E, não deu mesmo: depois de uma sexta e sábado de pequenas andanças o ponteiro baixou fortemente. O vai-e-vem litorâneo não ajudou ao consumo, que mergulhou a ponto de me mostrar, no momento da volta a à capital, uma autonomia de 90 km, e faltavam 250 km para casa. Minha esperança? Que com o ritmo de rodovia (e apesar da subida da serra) a autonomia fosse sendo reconquistada. Doce ilusão! Os litros no tanque talvez fossem suficientes caso não me deparasse com uma subida de serra congestionada, daquelas de feriadão.
Para chegar a São Paulo normalmente levo 1h~1h15. Desta vez levei 2h30 sendo que em algumas vezes, nos trechos mais íngremes, parei. Zero por hora na rodovia. Solução? Paciência e aumentar o volume do (bom) sistema de som, esquecer o trânsito, o zunido da direção e a lerdeza do Captur no 0-15 km/h, agravado pelo forte gradiente da rodovia no trecho de serra, 7,25% — isso média, há pontos em que ela é mais acentuada.

§ **Dados**
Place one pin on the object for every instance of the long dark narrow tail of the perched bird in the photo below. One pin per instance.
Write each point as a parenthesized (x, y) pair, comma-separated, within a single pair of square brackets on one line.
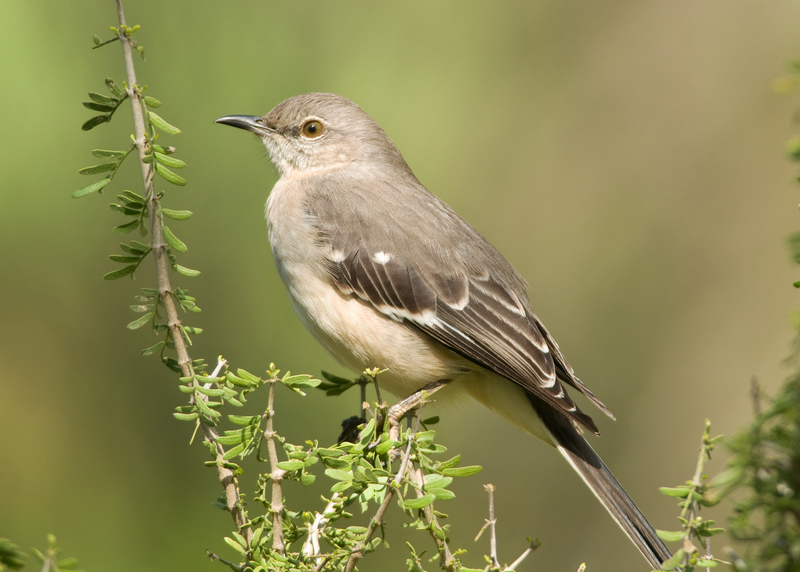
--
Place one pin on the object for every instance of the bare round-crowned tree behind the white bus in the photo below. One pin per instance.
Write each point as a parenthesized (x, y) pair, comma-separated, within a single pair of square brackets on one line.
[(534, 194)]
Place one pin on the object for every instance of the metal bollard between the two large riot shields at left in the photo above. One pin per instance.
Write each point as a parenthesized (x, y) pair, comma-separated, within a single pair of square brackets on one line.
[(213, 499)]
--
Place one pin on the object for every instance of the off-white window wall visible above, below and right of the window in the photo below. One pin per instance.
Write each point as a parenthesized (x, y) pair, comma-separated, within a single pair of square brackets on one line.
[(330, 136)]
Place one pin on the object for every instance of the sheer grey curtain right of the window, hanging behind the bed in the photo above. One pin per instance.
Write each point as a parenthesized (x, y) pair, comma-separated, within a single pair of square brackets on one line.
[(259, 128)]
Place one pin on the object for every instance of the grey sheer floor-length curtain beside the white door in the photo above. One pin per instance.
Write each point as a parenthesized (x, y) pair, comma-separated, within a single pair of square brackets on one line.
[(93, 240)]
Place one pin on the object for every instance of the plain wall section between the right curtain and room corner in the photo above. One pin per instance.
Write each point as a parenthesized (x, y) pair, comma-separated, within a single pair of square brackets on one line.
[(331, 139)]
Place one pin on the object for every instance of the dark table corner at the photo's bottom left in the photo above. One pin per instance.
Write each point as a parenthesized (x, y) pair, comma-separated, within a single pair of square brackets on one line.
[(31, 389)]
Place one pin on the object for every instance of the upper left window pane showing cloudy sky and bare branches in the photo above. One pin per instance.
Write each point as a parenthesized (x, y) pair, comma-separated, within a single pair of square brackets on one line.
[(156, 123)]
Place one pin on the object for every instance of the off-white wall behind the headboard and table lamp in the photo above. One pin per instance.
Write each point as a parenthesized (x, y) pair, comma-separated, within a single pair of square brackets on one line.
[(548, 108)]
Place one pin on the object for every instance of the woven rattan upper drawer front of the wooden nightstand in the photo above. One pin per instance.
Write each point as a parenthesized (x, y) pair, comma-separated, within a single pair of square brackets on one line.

§ **Tarefa**
Você pode dar continuidade ao relato sobre a volta de Captur para São Paulo pela serra congestionada, partindo do ponto em que ele termina?

§ **Resposta**
Faltando 120 km para o destino, abasteci. A luz amarela avisando nível baixo de combustível acendera fazia tempo, o ponteiro estava morto e o indicador de autonomia do computador de bordo me abandonara uma dezena de quilômetros antes, e mostrava dois preocupantes tracinhos. Ao abastecer, conferi que luz, ponteiro e computador de bordo mentem. Entraram 39,6 litros em um tanque de capacidade declarada de 50 litros. Mesmo assim não daria para chegar, pois a média deste trecho ficou em 9,1 km/l.. De qualquer maneira, o consumo médio da ida e da volta ficou em 9,2 km/h, melhor do que oficial informado.
A conturbada viagem de volta não teve só engarrafamento na subida da serra, neblina e estresse de pane seca: logo depois do abastecimento o horizonte ficou cinza-chumbo e uma tempestade bíblica desabou. Bom para aferir a eficiência dos limpadores de para-brisa, dos faróis e principalmente dos pneus, os ótimos Continental ContiCross LX2 que encararam a espessa película de água de maneira valente, sem jamais sequer fazer menção de aquaplanar. Evidentemente a velocidade nestes quinze ou vinte minutos de chuva fortíssima foi reduzida a algo entre 60 e 80 km/h. Tal ocasião também evidenciou o despreparo de muitos motoristas, que cometem o crasso erro de prosseguir com a luz do pisca-alerta ligadas, ou outros que parados no acostamento não as ligam.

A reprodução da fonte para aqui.